─── 阅读摘录 ───
1、正则就是用一些具有特殊含义的符号组合到一起（称为正则表达式）来描述字符或者字符串的方法。

2、正则表达式元字符说明

. 匹配除换行符以外的任意字符

^ 匹配字符串的开始

$ 匹配字符串的结束

[] 用来匹配一个指定的字符类别

？对于前一个字符字符重复0次到1次

* 对于前一个字符重复0次到无穷次

{} 对于前一个字符重复m次

{m，n} 对前一个字符重复为m到n次

\d 匹配数字，相当于[0-9]

\D 匹配任何非数字字符，相当于[^0-9]

\s 匹配任意的空白符，相当于[ fv]

\S 匹配任何非空白字符，相当于[^ fv]

\w 匹配任何字母数字字符，相当于[a-zA-Z0-9_]

\W 匹配任何非字母数字字符，相当于[^a-zA-Z0-9_]

\b 匹配单词的开始或结束,print(re.findall(r'er\b','never hello word 123'))

3、正则匹配

import re
#\w与\W
print(re.findall('\w','hello\t word\n 123')) #['h', 'e', 'l', 'l', 'o', 'w', 'o', 'r', 'd', '1', '2', '3']
print(re.findall('\W','hello\t egon\n 123')) #['\t', ' ', '\n', ' ']
#\s与\S
print(re.findall('\s','hello\t word\n 123'))  #['\t', ' ', '\n', ' '],\n \t都是空,都可以被\s匹配
print(re.findall('\S','hello\t word\n 123'))  #['h', 'e', 'l', 'l', 'o', 'w', 'o', 'r', 'd', '1', '2', '3']
#\n与\t
print(re.findall('\n','hello\t word\n 123'))   #['\n']
print(re.findall('\t','hello\t word\n 123'))   #['\t']
#\d与\D
print(re.findall('\d','hello\t word\n 123'))  #['1', '2', '3']
print(re.findall('\D','hello\t word\n 123'))   #['h', 'e', 'l', 'l', 'o', '\t', ' ', 'w', 'o', 'r', 'd', '\n', ' ']
#\A与\Z
print(re.findall('\Ahe','hello\t word\n 123'))  #['he'],相当于^
print(re.findall('123\Z','hello\t word\n 123'))  #['123'],相当于$
#^与$
print(re.findall('\Ah','hello\t word\n 123'))   #['h']
print(re.findall('123\Z','hello\t word\n 123')) #['123']

4、重复匹配：| . | * | ? | .* | .*? | + | {n,m} |

#.
print(re.findall('a.b','a1b a*b a b aaab')) #['a1b', 'a*b', 'a b', 'aab']
print(re.findall('a.b','a\nb'))       #[]，不匹配换行符
print(re.findall('a.b','a\nb',re.S))  #['a\nb']
print(re.findall('a.b','a\nb',re.DOTALL)) #['a\nb']同上一条意思一样
#*
print(re.findall('ab*','abbbb bbbbbbb a')) #['abbbb', 'a']
#?
───
### 你要做的
A – 在正则表达式教程中，元字符 . 能匹配哪些字符？
B – 根据正则表达式教程，re.findall('a.b','a\nb') 为什么返回空列表？用一到三句话解释。
C – 从正则表达式教程最后一行之后接着写下去。
─── 所给记录 ───
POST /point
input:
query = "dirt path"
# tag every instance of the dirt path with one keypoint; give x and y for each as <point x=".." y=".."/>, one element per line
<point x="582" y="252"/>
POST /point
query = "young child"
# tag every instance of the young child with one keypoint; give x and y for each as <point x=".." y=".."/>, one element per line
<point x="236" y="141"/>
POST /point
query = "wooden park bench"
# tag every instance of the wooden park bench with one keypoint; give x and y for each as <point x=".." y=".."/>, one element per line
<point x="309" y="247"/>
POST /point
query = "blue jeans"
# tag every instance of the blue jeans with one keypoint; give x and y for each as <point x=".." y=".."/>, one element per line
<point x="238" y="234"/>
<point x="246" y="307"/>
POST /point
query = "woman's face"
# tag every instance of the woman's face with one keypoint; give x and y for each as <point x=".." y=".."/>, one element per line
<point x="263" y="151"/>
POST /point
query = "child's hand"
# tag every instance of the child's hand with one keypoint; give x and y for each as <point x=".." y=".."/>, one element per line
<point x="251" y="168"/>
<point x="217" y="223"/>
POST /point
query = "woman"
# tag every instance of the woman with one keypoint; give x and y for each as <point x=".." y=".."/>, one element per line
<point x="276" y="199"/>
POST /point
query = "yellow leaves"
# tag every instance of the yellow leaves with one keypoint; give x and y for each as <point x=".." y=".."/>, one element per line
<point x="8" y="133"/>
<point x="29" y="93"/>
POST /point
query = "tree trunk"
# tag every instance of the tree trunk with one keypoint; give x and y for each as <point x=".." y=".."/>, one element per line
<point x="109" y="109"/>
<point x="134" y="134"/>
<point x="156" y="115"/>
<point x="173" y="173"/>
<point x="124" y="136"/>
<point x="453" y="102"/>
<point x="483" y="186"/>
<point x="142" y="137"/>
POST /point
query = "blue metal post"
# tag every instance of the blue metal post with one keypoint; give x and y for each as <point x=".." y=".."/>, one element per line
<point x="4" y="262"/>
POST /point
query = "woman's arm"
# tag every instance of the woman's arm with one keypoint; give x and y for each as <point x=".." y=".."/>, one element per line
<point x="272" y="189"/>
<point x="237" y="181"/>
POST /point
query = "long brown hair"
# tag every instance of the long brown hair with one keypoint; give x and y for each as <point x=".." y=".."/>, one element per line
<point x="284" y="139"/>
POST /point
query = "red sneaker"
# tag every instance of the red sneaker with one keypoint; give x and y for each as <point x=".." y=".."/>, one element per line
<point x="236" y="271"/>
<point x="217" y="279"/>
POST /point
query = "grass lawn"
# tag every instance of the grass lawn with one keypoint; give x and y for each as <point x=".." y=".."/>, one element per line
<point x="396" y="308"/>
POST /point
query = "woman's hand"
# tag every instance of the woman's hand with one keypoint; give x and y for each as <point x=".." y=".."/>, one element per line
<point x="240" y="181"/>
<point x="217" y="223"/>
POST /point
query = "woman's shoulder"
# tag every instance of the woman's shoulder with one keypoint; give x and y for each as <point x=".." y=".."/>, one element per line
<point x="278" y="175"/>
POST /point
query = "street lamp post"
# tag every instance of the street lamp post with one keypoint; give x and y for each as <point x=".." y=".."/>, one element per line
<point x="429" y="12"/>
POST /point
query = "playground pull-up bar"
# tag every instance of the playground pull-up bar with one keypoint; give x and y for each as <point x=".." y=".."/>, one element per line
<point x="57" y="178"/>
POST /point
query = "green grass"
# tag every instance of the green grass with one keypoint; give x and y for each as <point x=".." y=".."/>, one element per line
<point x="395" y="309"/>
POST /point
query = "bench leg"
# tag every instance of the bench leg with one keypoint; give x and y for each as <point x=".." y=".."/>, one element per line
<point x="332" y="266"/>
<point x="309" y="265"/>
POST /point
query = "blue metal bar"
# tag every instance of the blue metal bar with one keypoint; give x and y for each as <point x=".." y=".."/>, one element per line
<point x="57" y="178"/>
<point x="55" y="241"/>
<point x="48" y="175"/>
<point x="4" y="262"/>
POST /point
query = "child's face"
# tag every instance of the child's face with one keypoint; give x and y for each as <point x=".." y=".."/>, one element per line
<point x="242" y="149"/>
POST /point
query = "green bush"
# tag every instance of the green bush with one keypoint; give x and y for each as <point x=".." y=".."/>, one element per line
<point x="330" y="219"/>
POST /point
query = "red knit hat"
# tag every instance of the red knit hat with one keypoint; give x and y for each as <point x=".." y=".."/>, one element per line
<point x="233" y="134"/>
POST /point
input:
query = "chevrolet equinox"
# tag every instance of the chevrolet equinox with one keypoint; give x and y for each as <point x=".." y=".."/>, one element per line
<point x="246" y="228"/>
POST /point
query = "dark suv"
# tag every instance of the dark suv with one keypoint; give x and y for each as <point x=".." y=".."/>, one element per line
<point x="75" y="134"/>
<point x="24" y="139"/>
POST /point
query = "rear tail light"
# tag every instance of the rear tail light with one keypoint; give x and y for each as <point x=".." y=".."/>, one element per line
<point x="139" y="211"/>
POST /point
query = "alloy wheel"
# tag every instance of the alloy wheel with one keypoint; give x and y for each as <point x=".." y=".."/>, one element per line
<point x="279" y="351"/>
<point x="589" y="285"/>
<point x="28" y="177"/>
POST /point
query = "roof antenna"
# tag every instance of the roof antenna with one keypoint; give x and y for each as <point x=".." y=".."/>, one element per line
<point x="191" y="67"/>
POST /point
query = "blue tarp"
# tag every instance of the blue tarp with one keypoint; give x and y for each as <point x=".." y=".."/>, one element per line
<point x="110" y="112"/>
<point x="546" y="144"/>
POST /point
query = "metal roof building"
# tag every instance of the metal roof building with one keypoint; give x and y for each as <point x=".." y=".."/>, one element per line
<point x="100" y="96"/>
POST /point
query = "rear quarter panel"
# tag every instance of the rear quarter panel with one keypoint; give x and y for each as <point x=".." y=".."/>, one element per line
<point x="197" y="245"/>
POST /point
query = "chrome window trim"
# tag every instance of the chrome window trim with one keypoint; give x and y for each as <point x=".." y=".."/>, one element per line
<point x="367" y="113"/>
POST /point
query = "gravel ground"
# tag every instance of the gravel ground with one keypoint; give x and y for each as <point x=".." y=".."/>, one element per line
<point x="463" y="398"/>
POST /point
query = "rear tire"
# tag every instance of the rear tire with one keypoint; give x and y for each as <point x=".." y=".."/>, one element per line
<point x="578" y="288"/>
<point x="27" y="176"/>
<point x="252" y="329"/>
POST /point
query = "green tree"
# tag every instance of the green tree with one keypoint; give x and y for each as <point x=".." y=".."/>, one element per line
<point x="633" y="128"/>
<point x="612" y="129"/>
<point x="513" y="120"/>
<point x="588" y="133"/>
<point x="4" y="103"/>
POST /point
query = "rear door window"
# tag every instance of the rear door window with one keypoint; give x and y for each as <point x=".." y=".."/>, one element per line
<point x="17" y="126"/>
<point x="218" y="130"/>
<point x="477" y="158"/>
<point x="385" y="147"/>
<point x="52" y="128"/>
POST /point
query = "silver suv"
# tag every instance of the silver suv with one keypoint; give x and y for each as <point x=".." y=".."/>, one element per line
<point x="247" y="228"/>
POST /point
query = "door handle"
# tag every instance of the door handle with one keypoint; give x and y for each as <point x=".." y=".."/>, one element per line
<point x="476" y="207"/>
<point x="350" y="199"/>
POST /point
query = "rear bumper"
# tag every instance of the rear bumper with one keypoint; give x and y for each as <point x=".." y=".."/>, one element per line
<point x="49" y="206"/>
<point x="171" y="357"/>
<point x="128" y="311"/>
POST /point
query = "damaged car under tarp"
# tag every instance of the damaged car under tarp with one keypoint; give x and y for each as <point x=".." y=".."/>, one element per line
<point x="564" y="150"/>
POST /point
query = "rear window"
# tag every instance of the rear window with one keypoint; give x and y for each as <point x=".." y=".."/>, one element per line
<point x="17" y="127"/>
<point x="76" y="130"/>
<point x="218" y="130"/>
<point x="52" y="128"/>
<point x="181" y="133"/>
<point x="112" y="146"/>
───
### 作答结果
A – 除换行符以外的任意字符。

B – . 匹配除换行符以外的任意字符，而 'a\nb' 中 a 与 b 之间是换行符，. 匹配不到它，所以结果是 []。加上 re.S 或 re.DOTALL 后，同一写法就能返回 ['a\nb']。

C –
print(re.findall('ab?','abbb a bbbbbb')) #['ab', 'a']
#匹配所有包含小数在内的数字
print(re.findall('\d+\.?\d*',"adf123as1.13dfa12adsf1asdf3")) #['123', '1.13', '12', '1', '3']
#.* 默认为贪婪匹配
print(re.findall('a.*b','a1b22222222b')) #['a1b22222222b']
#.*? 为非贪婪匹配：推荐使用
print(re.findall('a.*?b','a1b22222222b')) #['a1b']
#+
print(re.findall('ab+','a')) #[]
print(re.findall('ab+','abbb a ab')) #['abbb', 'ab']
#{n,m} 指定匹配字符的次数
print(re.findall('ab{2}','abbb')) #['abb']
print(re.findall('ab{2,4}','abbb')) #['abb']
print(re.findall('ab{1,}','abbb')) #'ab{1,}',匹配ab，其中b至少有1个，相当于 'ab+'
print(re.findall('ab{0,}','abbb')) #'ab{0,}' ，匹配ab，其中b可以没有，也可以有多个，'ab*'
#[]
print(re.findall('a[1*-]b','a1b a*b a-b')) #[]内的都为普通字符了，且如果-没有被转意的话，应该放到[]的开头或结尾,['a1b', 'a*b', 'a-b']
print(re.findall('a[^1*-]b','a1b a*b a-b a=b')) #[]内的^代表的意思是取反，所以结果为['a=b']
print(re.findall('a[a-z]b','a1b a*b a-b a=b aeb')) #结果为['aeb']
print(re.findall('a[a-zA-Z]b','a1b a*b a-b a=b aeb aEb')) #['aeb', 'aEb']
print(re.findall(r'a\\c','a\c')) #r代表告诉解释器使用rawstring，即原生字符串，把我们正则内的所有符号都当普通字符处理，不要转义,['a\\c']
#():分组
print(re.findall('ab+','ababab123')) #['ab', 'ab', 'ab']
print(re.findall('(ab)+123','ababab123')) #['ab']，匹配到末尾的ab123中的ab
print(re.findall('(?:ab)+123','ababab123')) #findall的结果不是匹配的全部内容，而是组内的内容,?:可以让结果为匹配的全部内容
print(re.findall('href="(.*?)"','<a href="http://www.baidu.com">点击</a>'))#['http://www.baidu.com']
print(re.findall('href="(?:.*?)"','<a href="http://www.baidu.com">点击</a>'))#['href="http://www.baidu.com"']
#|
print(re.findall('compan(?:y|ies)','companies my company comparies'))   #结果是['companies', 'company']

5、re模块提供的方法介绍

print(re.findall('e','make love') )      #['e', 'e'],返回所有满足匹配条件的结果,放在列表里
print(re.search('e','make love').group()) #e,只到找到第一个匹配然后返回一个包含匹配信息的对象,该对象可以通过调用group()方法得到匹配的字符串,如果字符串没有匹配，则返回None。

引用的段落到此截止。